The problem: Write out the lines starting at the one that contains "In this exercise you will tag the sandy" and ending at the close of the items, with "yellow stamen" swapped for "golden stamen" and everything else left as is.

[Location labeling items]
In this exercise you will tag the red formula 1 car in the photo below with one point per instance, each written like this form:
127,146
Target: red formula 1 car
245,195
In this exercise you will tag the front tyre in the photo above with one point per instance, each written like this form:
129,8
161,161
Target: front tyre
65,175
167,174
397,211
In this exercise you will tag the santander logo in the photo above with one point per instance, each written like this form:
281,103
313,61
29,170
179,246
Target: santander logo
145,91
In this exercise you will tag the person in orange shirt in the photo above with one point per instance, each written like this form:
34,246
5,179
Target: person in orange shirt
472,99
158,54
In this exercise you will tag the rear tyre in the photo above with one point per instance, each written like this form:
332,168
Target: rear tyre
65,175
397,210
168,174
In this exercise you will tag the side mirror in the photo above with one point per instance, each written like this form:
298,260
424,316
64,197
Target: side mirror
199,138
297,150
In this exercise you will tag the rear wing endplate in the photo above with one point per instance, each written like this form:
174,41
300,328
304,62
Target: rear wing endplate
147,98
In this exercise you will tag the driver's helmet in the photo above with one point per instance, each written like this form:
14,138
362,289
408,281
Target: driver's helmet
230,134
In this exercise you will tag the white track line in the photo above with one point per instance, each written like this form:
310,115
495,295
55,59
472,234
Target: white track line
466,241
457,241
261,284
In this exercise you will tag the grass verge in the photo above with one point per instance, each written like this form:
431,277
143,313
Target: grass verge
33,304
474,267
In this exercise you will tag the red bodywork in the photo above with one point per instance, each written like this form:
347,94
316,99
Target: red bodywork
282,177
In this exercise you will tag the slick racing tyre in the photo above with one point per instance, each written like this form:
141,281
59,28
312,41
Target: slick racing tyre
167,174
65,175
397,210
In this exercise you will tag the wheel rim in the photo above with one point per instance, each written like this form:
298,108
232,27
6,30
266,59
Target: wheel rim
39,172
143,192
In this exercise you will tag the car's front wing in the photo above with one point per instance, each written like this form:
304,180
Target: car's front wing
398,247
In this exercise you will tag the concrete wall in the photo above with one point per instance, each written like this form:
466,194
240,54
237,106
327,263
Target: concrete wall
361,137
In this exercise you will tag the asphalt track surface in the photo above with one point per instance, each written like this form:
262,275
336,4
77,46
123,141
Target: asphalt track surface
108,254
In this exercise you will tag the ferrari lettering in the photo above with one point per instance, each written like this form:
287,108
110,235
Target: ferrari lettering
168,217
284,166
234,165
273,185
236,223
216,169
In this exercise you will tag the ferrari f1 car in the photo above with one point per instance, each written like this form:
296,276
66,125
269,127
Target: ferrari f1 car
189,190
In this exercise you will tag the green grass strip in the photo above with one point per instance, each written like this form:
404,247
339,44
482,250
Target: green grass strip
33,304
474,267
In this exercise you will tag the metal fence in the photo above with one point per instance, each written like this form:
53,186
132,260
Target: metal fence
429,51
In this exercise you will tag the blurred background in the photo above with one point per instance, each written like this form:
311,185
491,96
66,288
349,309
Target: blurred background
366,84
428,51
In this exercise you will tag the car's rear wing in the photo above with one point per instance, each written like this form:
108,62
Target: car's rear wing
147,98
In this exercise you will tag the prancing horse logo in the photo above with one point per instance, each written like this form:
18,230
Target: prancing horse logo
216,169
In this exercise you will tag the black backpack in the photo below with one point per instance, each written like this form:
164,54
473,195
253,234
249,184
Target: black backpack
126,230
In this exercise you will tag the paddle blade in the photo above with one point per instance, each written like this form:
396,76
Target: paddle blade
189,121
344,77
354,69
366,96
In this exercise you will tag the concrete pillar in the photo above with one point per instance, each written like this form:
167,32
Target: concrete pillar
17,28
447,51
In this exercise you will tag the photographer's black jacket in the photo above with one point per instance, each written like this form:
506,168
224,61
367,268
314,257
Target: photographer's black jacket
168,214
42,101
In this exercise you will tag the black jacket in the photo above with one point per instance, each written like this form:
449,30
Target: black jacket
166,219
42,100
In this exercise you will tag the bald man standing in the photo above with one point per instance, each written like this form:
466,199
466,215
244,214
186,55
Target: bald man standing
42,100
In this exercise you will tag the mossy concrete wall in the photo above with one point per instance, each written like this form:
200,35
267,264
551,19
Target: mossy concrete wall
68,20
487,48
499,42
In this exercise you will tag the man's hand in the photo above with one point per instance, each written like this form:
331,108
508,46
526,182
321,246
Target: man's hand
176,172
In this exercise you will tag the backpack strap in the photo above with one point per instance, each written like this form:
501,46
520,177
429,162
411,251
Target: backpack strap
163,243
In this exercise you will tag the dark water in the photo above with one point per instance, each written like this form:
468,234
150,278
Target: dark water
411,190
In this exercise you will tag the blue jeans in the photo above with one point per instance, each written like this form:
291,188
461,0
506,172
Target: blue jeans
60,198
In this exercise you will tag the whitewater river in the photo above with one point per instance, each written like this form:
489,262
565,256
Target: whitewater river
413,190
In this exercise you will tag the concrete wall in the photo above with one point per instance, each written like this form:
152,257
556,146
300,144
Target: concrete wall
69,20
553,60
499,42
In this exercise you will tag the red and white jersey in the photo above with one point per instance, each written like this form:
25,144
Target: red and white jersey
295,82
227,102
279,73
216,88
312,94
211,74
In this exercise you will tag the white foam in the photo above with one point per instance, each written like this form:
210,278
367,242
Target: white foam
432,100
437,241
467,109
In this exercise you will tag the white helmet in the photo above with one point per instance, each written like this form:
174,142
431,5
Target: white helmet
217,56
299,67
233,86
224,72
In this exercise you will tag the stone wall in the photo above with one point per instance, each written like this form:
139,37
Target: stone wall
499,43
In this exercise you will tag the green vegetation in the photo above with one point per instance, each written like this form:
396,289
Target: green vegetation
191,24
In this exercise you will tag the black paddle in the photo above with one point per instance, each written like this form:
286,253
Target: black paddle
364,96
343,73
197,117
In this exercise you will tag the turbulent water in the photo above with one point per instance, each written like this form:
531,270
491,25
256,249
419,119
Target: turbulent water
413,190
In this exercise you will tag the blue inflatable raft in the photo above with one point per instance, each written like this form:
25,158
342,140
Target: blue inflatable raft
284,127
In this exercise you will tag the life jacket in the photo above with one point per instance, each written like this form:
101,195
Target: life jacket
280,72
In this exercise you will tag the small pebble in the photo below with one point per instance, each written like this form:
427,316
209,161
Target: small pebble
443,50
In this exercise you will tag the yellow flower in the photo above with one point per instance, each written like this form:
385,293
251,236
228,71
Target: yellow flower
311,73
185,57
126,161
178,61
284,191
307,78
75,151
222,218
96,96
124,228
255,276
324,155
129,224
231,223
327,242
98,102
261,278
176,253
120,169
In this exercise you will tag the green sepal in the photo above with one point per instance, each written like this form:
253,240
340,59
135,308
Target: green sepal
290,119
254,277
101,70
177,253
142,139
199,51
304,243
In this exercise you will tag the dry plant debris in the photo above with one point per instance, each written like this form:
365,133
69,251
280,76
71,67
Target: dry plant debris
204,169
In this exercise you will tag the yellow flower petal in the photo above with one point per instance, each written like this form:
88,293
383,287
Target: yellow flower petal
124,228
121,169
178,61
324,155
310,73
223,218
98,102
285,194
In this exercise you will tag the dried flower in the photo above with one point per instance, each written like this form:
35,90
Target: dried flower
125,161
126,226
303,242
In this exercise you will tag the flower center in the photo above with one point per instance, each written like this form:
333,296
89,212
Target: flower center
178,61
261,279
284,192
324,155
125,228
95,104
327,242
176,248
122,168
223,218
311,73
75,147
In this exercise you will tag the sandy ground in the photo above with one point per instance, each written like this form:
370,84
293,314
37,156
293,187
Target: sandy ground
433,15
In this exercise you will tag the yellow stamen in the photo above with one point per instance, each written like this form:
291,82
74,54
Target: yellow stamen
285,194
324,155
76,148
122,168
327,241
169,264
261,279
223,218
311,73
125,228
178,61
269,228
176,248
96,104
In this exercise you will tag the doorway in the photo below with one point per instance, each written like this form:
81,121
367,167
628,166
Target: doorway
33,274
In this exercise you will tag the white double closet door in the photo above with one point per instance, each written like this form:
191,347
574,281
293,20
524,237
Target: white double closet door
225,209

Solution for this task:
In this exercise you will tag the sandy ground in the photo above with one point per instance, each written like this form:
370,84
293,314
37,156
293,187
Target: sandy ground
433,15
In this exercise you will tag the golden stamen in the photo above with one point per instance, each written like this form:
291,82
74,54
Target: golden stamen
285,194
324,155
76,148
122,168
327,241
169,264
261,279
223,218
311,73
125,228
178,61
269,228
176,248
96,104
In this exercise you will tag the doorway in the photo below with one point per instance, each written like this form:
81,121
367,167
628,166
Target: doorway
33,274
In this exercise you will tag the white double closet door in the photo above with one point per instance, each written like this form:
191,347
574,281
293,20
524,237
Target: white double closet door
225,209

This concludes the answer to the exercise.